Given problem: Quote every line of the material beneath this one.

>> BEGIN Records for this task

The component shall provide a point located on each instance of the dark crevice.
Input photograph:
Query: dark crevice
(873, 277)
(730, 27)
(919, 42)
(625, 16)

>> END Records for this task

Answer to the problem:
The component shall provide a point located on each instance of the dark crevice.
Input photograph:
Query: dark crevice
(873, 277)
(730, 27)
(919, 42)
(625, 16)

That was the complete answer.